Work to complete: Reproduce the listing word for word. Skip any image.

Input records:

++++++++++

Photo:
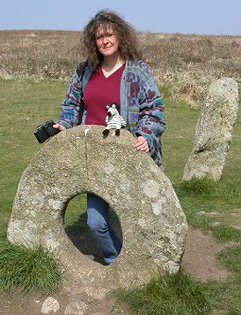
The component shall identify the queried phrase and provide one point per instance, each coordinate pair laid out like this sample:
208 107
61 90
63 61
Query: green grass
211 206
176 294
27 269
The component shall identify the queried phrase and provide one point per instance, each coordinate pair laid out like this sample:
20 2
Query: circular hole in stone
75 224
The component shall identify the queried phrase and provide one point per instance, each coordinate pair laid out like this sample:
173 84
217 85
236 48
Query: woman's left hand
142 144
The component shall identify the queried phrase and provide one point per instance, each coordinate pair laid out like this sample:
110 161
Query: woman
113 73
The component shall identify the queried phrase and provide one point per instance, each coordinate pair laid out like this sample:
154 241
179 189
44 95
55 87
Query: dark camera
45 131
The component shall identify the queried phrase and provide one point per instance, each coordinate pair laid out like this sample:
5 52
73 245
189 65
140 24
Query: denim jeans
98 222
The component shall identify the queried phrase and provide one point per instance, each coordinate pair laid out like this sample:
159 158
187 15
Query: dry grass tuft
186 63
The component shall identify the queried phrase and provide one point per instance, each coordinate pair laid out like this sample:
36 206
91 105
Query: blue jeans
98 222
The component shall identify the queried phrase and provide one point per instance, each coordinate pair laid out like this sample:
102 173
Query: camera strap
81 70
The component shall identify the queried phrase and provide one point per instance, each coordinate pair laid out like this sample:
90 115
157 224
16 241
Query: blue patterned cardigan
141 104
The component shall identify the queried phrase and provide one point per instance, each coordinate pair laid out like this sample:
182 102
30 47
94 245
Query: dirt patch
199 260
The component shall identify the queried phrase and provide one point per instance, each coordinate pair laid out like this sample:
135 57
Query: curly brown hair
125 33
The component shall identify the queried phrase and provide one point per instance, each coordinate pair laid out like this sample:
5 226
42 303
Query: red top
100 92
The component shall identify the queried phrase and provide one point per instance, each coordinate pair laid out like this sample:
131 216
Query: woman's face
106 41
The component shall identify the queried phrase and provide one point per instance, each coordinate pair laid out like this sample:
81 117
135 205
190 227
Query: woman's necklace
109 69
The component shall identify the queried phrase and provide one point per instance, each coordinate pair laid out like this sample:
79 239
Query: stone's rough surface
77 161
213 131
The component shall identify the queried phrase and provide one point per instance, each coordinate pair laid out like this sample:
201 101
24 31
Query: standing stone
213 131
79 160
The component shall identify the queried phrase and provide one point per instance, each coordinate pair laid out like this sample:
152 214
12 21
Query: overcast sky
214 17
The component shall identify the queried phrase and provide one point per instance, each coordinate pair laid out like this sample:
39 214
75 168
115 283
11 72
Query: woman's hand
142 144
59 127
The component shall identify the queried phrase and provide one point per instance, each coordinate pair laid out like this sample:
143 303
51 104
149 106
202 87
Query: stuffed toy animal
113 120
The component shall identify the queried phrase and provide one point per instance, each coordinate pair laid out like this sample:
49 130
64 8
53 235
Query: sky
203 17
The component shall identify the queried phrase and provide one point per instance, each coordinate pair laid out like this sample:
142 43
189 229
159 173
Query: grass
29 270
176 294
213 207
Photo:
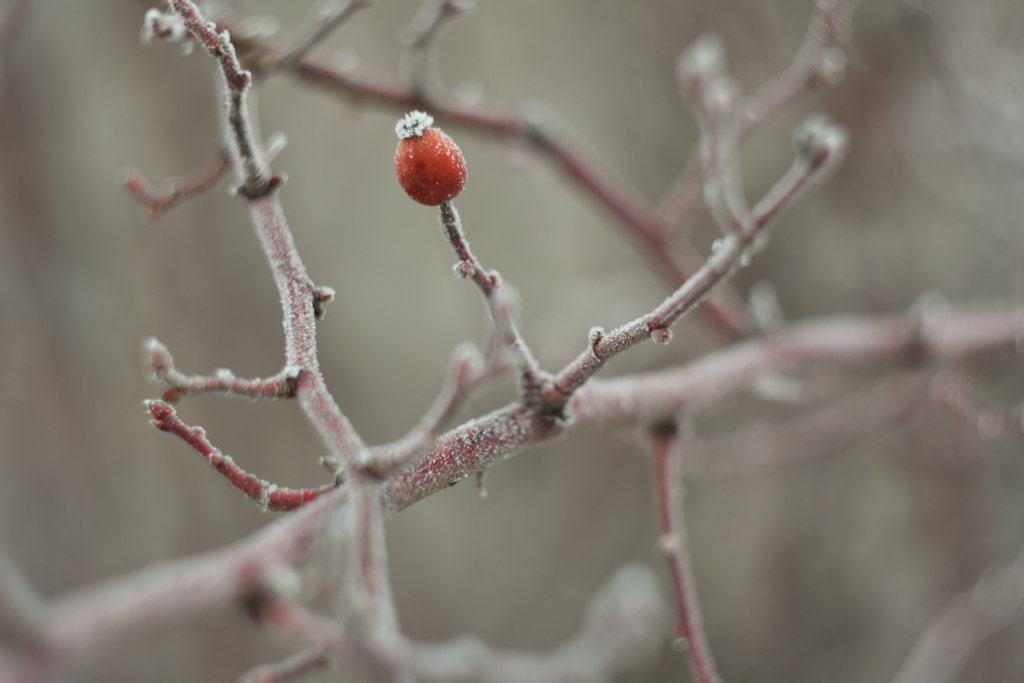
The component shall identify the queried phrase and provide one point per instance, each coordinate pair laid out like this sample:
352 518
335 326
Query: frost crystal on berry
413 124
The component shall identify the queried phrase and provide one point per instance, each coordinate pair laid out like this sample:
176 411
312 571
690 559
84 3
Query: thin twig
669 495
955 394
421 34
159 202
466 371
178 384
818 147
268 496
297 292
819 61
489 283
849 341
993 603
639 220
327 17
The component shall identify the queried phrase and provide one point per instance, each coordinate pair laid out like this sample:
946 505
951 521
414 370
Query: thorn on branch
322 297
160 202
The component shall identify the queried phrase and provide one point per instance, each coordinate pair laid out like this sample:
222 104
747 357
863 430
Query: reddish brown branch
530 377
956 395
636 217
178 384
268 496
839 342
818 147
668 494
160 202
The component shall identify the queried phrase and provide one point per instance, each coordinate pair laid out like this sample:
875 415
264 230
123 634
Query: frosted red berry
429 165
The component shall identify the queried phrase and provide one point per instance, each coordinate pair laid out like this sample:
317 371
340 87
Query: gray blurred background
825 570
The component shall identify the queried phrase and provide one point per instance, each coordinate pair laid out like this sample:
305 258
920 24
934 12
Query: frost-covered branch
622 627
299 297
835 342
955 394
489 283
178 384
159 202
635 215
993 603
20 607
466 371
818 145
325 18
268 496
82 623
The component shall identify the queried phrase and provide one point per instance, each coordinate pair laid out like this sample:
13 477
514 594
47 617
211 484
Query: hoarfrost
660 335
413 124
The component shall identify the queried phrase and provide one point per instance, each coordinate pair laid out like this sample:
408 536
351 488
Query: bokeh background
822 570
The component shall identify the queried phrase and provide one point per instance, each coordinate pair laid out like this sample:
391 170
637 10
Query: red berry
429 165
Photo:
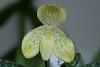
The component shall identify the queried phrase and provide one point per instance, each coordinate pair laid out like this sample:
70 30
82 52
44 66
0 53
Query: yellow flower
48 39
51 14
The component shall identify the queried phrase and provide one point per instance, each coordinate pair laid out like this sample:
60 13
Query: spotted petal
47 44
30 43
64 49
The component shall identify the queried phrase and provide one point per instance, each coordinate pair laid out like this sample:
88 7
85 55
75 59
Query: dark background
83 25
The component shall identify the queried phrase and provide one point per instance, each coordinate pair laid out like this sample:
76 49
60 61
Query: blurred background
17 17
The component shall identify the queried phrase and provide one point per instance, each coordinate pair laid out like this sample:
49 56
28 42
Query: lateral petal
64 49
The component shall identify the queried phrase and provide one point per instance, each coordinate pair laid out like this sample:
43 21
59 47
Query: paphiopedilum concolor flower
48 39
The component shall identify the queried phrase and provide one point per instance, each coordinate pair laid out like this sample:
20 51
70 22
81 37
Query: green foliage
6 63
74 62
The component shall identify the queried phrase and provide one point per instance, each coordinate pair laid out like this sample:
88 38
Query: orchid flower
48 39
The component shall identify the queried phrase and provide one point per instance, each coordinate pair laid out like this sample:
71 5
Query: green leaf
74 62
6 63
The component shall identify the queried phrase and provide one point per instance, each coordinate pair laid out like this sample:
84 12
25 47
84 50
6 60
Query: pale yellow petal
64 49
31 42
47 45
51 14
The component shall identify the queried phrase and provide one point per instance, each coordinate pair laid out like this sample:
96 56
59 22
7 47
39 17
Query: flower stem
47 63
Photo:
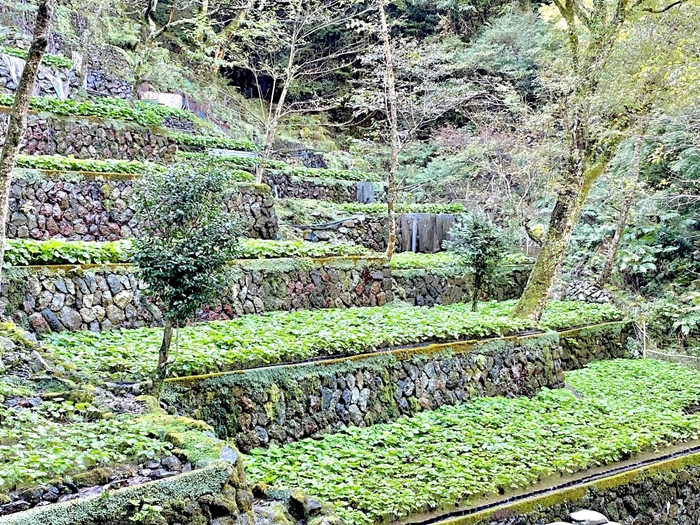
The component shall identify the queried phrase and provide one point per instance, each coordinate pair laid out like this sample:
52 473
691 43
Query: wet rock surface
92 138
104 297
103 209
313 400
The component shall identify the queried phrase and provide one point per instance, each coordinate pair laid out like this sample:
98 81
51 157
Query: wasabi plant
188 239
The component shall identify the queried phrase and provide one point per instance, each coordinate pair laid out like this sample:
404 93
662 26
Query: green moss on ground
462 453
277 337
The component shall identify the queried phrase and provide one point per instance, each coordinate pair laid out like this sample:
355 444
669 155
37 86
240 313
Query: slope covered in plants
257 340
610 411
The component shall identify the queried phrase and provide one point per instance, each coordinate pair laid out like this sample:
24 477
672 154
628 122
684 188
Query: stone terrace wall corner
91 138
101 207
287 403
103 297
667 492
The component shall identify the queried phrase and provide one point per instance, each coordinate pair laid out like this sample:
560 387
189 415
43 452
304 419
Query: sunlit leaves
255 340
386 472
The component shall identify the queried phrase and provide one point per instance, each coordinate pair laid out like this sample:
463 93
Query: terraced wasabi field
256 340
610 411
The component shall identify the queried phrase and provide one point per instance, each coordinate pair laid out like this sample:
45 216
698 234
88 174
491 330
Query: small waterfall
414 232
61 88
365 192
14 66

++++++++++

Reply to the task:
Photo:
The component shall identify the queried phrase and provide one point per instance, each coordinate pair laid out like this sample:
208 107
61 90
63 61
Query: green grass
211 206
176 294
27 269
The component shall identify the queried phrase and provide one point per instance, each coordinate pair laid out like this sample:
20 2
Query: circular hole in stone
75 224
The component shall identify the queried phrase and provide one point per instance, each coordinate pair laid out like this sample:
173 84
217 85
236 48
Query: woman's left hand
142 144
The component shall identify the queried phrase and provide one point per instance, each coordinate pair laid out like this sample:
110 161
Query: woman
113 73
The component shall identify the queried phrase and provide one point per instance, each coordinate pair laid out like this sample:
154 241
179 189
44 95
55 87
Query: dark camera
45 131
The component shall identify the queried phrase and provide one point per instance, each coordinate pair laid out like this sample:
5 52
73 245
189 65
140 24
Query: denim jeans
98 222
The component shall identify the queried phrase and provide one point per instance, each coordinate pair laid out like this sample:
159 158
187 15
Query: dry grass tuft
186 63
The component shall identify the queried phrase and provide one point per instance, each coordinate pair laid out like this sample:
36 206
91 105
Query: blue jeans
98 222
The component shall identify the queried phrase and provide one point per instance, each coordinate pair laid out like this sample:
102 173
Query: camera strap
81 70
The component shall identify the queried phrase and provide one point per instance, each coordinate pair laid out like this sample:
90 115
157 224
16 241
Query: blue patterned cardigan
141 104
The component shall identify the queried phrase and provide one point per instance, each coordinate pair laid out like this sample:
182 102
30 47
94 245
Query: dirt patch
199 260
The component shall identify the queried phrase and provide one point per instance, each coordinate pair laid out like this sample:
135 57
Query: curly brown hair
125 33
The component shall identify the queried phrase and provide one point per instance, each coordinate pair laid out like this sample:
5 226
42 303
Query: red top
100 92
The component shall identify the queried phrase and provide one point per instance, each coordinate pair laid out like this sample:
131 216
Query: woman's face
106 41
The component shall identify the queried phrase and provide one point per instance, each coordinate pair laid out like this sample:
81 117
135 205
190 227
Query: woman's necklace
109 69
The component shall identify the queried phrase and provide one point per instance, each coordinate pair laid out like this sample:
79 239
Query: stone's rough surface
77 161
213 131
The component shall identify the queried phrase and provide one point per instance, each coordinate pair laid out like this sample:
201 101
24 31
Query: standing stone
213 131
79 160
The component shall identify the queried phrase and provide one point per instance, each coordinate pair laid out like this sample:
152 214
12 21
Query: overcast sky
214 17
The component shall identify the queried phrase and provide one point per instance, each coordinate pair laid out like this sample:
39 214
75 168
115 283
11 72
Query: woman's hand
142 144
59 127
The component shall identify the queried phrase and provide one point per instance, each coordinate pair laid out like this sample:
143 303
51 104
149 106
202 87
Query: stuffed toy animal
113 120
The component shall identify the queried phrase and provide one point per instance, each coordinate pair laid out like this sample:
49 130
64 8
53 235
Query: sky
203 17
The component shall identify the queried phrase and provide one point per instance, each coordinate pair laid out like this sample:
142 43
189 229
159 173
Query: grass
29 270
176 294
213 207
Photo:
The component shall identify the queried phrase and provide one point per instance, each coordinate pair laid out like this sample:
352 518
335 326
Query: frost crystal on berry
413 124
The component shall identify the queried phrase and provide one point per instance, each coordinate pair laid out like this sample:
176 411
312 571
690 559
84 3
Query: thin twig
669 495
955 394
421 34
159 202
466 371
178 384
818 147
268 496
297 292
819 61
489 283
849 341
993 603
639 220
327 17
The component shall identify the queried phrase and provide one point per instance, each coordinate pair laid out like this sample:
946 505
951 521
414 370
Query: thorn on branch
322 297
160 202
The component shall identify the queried phrase and provide one point per instance, each coordinate pair laid out like this sample:
222 104
747 357
863 430
Query: reddish brown branch
530 377
956 395
636 217
178 384
268 496
839 342
818 147
668 494
160 202
The component shall identify the queried phrase and provide one point per instance, each coordinate pair laid out like this sample:
875 415
264 230
123 634
Query: frosted red berry
429 165
The component shall identify the queried phrase and provide one point per instance, each coordinate pair laid out like this sample:
317 371
340 87
Query: gray blurred background
825 570
The component shall identify the queried phrase and provide one point per instance, each coordinate pair laid out like this sample:
305 258
920 24
934 12
Query: frost-covered branch
622 627
299 297
835 342
955 394
489 283
178 384
159 202
635 215
993 603
20 607
466 371
818 145
325 18
268 496
82 623
The component shall identify the queried phrase and provide one point per instance, each coordinate pair laid out like this sample:
13 477
514 594
47 617
211 484
Query: hoarfrost
660 335
413 124
The component shall identify the queried phrase and provide one point per instance, each coordinate pair laid out like this sample:
408 536
351 488
Query: bokeh background
822 570
The component shall identify the queried phrase and provide one point per instance, each coordinate pair laid out like this sample:
391 170
637 10
Query: red berry
429 165
Photo:
The component shall identify the queried phrase and provide one point per instance, each coordinate pair laid out like this sample:
70 30
82 52
44 66
0 53
Query: yellow flower
48 39
51 14
The component shall identify the queried phrase and provide one point per instance, each coordinate pair laid out like this sample:
60 13
Query: spotted petal
47 44
30 43
64 49
The component shall identify the queried phrase and provide one point per instance, each coordinate pair laid out like this sample:
88 7
85 55
75 59
Query: dark background
83 25
The component shall identify the queried phrase and provide one point per instance, each coordinate pair laid out like this sample:
76 49
60 61
Query: blurred background
17 17
The component shall identify the queried phrase and provide one point per instance, each coordinate pair laid out like this sample:
49 56
28 42
Query: lateral petal
64 49
The component shall identify the queried phrase and provide one point per instance, each coordinate pair laid out like this sample:
43 21
59 47
Query: paphiopedilum concolor flower
48 39
The component shall identify the queried phrase and provide one point per instance, each coordinate pair laid out like this sample:
20 51
70 22
81 37
Query: green foliage
6 63
74 62
The component shall identify the queried phrase and provide one point per instance, each coordinate pair laid out like this sample:
88 38
Query: orchid flower
48 39
The component shall identify the queried phrase and provide one point per instance, each coordinate pair laid out like this sample:
71 5
Query: green leaf
74 62
6 63
The component shall identify the queried phrase and provide one point per instance, each coordinate pair laid out like this sample:
84 12
25 47
84 50
6 60
Query: pale yellow petal
64 49
31 42
47 45
51 14
The component shall identify the queried phrase and provide one point per instance, each coordinate pair laid out like this sample:
96 56
59 22
7 47
39 17
Query: flower stem
47 63
Photo:
The component shall identify the queried phrase and provide one point per instance, each coordinate pair laid out like this sample:
52 473
691 43
Query: wet rock surface
92 138
104 297
103 209
313 400
The component shall identify the queried phrase and provide one point per instance, each coordinate pair laid out like this sample:
98 81
51 157
Query: wasabi plant
188 239
The component shall identify the queried phrase and provide one point per instance, each coordinate pair laid out like this sample:
404 93
662 26
Query: green moss on ground
462 453
277 337
The component shall identify the queried phrase and provide one point per instance, each coordinate pair laid out like this sample:
355 444
669 155
37 86
240 313
Query: slope covered in plants
257 340
610 411
The component shall identify the queried phrase and provide one point per instance, each coordinate pair laid out like this sample:
24 477
672 154
628 122
684 188
Query: stone terrace wall corner
91 138
101 207
287 403
103 297
667 492
The component shall identify the queried phrase and provide one point per instance, each coordinate pair laid out like this sample:
560 387
189 415
43 452
304 419
Query: sunlit leaves
255 340
386 472
The component shall identify the queried phrase and provide one point per instance, each coordinate pair laid out like this sample:
463 93
Query: terraced wasabi field
256 340
610 411
The component shall identify the queried phrase and provide one point per instance, each coordinate pair laid out like this sample:
45 216
698 234
88 174
491 330
Query: small waterfall
414 232
61 88
365 192
14 66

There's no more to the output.